• **Exercise details**
Please keep only the lines of the listing below that contain the string "strap", copying each one. Letter case must match.
%%
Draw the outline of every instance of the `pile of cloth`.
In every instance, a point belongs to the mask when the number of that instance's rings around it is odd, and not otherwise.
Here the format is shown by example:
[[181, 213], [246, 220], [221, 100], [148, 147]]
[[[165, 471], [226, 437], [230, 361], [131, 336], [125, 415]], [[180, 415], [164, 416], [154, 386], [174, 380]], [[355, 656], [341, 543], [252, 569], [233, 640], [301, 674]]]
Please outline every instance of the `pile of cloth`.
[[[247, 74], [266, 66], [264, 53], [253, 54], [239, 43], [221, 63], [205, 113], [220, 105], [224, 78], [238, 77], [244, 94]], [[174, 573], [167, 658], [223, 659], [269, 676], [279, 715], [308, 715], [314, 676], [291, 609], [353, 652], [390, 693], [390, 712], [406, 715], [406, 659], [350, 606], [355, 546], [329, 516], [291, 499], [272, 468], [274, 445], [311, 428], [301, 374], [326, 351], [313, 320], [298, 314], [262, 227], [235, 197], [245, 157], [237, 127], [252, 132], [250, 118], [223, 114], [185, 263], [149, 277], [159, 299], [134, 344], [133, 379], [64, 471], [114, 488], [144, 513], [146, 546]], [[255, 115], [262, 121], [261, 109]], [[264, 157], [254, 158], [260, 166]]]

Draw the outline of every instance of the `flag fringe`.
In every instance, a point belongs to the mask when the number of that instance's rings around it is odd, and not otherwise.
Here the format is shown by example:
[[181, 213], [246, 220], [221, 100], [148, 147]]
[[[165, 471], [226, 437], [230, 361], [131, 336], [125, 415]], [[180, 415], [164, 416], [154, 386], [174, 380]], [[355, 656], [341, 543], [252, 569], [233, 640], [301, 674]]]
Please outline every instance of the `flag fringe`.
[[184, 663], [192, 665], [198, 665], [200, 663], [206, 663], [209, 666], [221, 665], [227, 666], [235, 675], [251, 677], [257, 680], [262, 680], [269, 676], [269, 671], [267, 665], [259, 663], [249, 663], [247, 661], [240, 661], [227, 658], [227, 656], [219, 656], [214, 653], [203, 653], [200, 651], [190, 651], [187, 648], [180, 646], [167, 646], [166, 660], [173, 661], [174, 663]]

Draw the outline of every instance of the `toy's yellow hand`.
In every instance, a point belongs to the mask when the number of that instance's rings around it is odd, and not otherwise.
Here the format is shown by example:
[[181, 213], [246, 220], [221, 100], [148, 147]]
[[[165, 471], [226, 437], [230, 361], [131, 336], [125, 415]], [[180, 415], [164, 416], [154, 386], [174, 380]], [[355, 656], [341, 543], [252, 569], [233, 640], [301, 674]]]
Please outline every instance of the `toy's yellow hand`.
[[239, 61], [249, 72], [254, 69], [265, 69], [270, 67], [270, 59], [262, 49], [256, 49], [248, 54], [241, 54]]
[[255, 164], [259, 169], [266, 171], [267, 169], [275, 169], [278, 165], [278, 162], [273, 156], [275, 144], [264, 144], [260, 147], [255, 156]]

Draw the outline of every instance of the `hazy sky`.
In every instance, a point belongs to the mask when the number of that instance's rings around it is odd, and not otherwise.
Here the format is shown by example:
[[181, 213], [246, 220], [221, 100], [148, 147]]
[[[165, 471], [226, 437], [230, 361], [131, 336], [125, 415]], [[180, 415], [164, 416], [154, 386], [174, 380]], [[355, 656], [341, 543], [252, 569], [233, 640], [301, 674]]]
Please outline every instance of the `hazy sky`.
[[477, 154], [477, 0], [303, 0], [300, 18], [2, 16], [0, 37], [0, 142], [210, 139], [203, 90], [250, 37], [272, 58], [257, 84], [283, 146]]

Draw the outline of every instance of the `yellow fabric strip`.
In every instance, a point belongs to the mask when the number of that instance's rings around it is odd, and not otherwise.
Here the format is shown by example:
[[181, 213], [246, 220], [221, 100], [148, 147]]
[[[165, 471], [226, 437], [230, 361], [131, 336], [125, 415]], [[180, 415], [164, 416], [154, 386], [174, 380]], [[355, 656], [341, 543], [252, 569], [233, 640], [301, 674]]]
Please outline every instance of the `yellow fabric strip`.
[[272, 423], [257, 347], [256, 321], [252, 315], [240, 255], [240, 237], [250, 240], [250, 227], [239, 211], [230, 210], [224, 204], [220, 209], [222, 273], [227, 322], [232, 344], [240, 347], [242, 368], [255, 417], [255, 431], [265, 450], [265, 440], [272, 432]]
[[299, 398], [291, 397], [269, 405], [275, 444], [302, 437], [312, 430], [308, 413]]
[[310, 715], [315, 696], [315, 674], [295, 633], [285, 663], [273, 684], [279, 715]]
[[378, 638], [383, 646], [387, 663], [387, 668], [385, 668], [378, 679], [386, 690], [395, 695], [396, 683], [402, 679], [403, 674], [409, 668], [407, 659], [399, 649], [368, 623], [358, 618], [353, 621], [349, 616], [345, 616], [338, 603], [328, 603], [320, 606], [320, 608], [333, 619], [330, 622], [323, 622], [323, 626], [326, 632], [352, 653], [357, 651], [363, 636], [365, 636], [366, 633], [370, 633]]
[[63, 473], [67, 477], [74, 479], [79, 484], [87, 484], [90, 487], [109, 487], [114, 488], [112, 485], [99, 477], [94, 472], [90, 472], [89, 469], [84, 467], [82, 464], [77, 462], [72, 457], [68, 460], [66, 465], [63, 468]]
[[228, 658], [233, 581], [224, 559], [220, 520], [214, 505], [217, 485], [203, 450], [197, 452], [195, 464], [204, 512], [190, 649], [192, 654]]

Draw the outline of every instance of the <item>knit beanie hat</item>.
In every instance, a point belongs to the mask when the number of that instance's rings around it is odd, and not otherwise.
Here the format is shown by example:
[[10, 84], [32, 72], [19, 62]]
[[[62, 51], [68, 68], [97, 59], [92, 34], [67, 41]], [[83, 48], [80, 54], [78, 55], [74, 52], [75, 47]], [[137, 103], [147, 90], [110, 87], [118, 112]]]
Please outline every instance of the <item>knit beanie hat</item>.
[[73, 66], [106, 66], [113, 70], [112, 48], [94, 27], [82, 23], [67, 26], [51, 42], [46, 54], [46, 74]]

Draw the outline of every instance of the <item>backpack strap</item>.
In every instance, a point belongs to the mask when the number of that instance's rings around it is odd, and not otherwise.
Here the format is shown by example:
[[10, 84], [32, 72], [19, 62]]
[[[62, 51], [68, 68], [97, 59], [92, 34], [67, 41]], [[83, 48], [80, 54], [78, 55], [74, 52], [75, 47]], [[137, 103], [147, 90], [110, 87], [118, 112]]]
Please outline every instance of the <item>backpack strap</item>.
%%
• **Task output**
Draw the outline of every instance of the <item>backpack strap</item>.
Please outline every instance of the <item>backpack strap</item>.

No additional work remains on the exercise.